## ÉNONCÉ
Restituez à l'identique et dans son intégralité l'extrait consacré au retournement du cycle économique aux États-Unis.

## EXTRAIT
En conclusion, on ne voit pas comment le mouvement de retournement du cycle économique qui semble aujourd’hui en route aux États-Unis, pourrait se redresser de lui-même. On ne voit pas non plus comment la pression de l’inflation salariale déjà observée en 2006 pourrait se réduire grâce à un simple ralentissement "en douceur" de l’économie. Récession ou pas, la réduction de plusieurs points de croissance du PIB entre le second semestre 2006 et l’exercice 2007 sera nécessaire pour réduire la pression des coûts salariaux. En revanche, la remarquable gestion des marges aux Etats-Unis, comme en Europe, nous conduit à envisager pour les indices des replis limités.

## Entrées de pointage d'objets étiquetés
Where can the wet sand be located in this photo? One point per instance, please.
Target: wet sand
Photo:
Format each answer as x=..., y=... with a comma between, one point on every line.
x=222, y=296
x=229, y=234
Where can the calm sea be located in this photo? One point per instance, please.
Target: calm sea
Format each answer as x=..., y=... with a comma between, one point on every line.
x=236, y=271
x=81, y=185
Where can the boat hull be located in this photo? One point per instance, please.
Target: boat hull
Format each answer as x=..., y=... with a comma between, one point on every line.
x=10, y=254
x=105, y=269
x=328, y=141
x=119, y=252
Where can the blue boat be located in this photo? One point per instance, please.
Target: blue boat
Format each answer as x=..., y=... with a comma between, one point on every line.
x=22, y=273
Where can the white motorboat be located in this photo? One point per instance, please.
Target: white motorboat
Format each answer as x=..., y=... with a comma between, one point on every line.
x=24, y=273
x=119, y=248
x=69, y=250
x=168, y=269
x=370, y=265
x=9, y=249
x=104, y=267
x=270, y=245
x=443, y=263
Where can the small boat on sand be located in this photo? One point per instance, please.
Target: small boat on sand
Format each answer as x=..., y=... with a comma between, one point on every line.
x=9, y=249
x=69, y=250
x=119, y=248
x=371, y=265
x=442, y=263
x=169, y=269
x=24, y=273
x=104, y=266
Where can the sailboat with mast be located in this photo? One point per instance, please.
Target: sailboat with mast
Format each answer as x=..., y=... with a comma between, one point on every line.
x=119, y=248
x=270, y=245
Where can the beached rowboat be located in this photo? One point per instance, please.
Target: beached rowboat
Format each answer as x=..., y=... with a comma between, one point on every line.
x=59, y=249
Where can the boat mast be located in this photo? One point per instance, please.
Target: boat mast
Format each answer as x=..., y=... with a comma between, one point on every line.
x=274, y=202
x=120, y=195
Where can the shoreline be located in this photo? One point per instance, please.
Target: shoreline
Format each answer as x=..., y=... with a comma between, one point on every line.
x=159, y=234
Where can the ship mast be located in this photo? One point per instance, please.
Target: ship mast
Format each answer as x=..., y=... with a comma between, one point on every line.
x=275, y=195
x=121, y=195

## RÉPONSE RÉDIGÉE
En conclusion, on ne voit pas comment le mouvement de retournement du cycle économique qui semble aujourd’hui en route aux États-Unis, pourrait se redresser de lui-même. On ne voit pas non plus comment la pression de l’inflation salariale déjà observée en 2006 pourrait se réduire grâce à un simple ralentissement "en douceur" de l’économie. Récession ou pas, la réduction de plusieurs points de croissance du PIB entre le second semestre 2006 et l’exercice 2007 sera nécessaire pour réduire la pression des coûts salariaux. En revanche, la remarquable gestion des marges aux Etats-Unis, comme en Europe, nous conduit à envisager pour les indices des replis limités.